### Document text
Biotech firm may release GM mosquitoes in US
Sun-Sentinel (Florida, USA), December 5 2011
Mosquito season is waning, but a futuristic new swarm could be coming to a canal near you. The federal government is quietly considering letting British company Oxitec release genetically engineered mosquitoes in the Florida Keys as soon as this week.
The mosquitoes are engineered with a lethal gene to make offspring die before reaching adulthood, breaking the pest's reproductive cycle.
The company claims this would theoretically reduce the mosquito population and the prevalence of dengue fever.
It seems like a nifty, high-tech solution to a potentially deadly and definitely irritating fact of life for Floridians, but no one has checked to see if the engineered mosquitoes are safe or if it will even work.
This is the first animal specifically genetically engineered to wipe out a wild population in the name of disease control. With little warning or opportunity to oppose the release, South Floridians are set to be the next guinea pigs.

### Given data

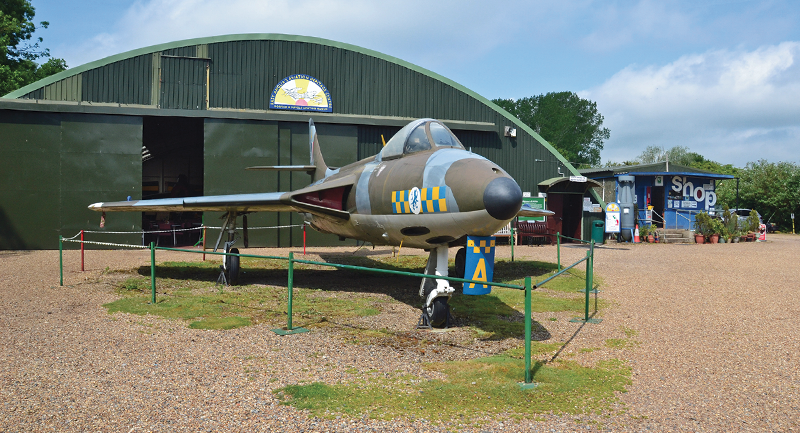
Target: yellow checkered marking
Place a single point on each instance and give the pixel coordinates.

### What the task requires
Write the next few paragraphs of the news article about releasing genetically engineered mosquitoes in the Florida Keys, starting right after its last sentence.

### Solved problem
Releasing GE mosquitoes into the environment without fully knowing the potential environmental and health impacts is irresponsible.
Even if these futuristic bugs successfully wipe out the entire population of the target A. aegypti mosquito, another disease carrier like the aggressive Asian tiger mosquito could easily take their place.
Asian tiger mosquitoes have only been controlled so far by spraying large amounts of insecticide, and reducing their competition would only make them more prevalent.
. The proposed open-air release of millions of unregulated, experimental insects into the Florida Keys opens a Pandora's box that cannot easily be sealed.
Wenonah Hauter is executive director of Food & Water Watch, a consumer advocacy organization.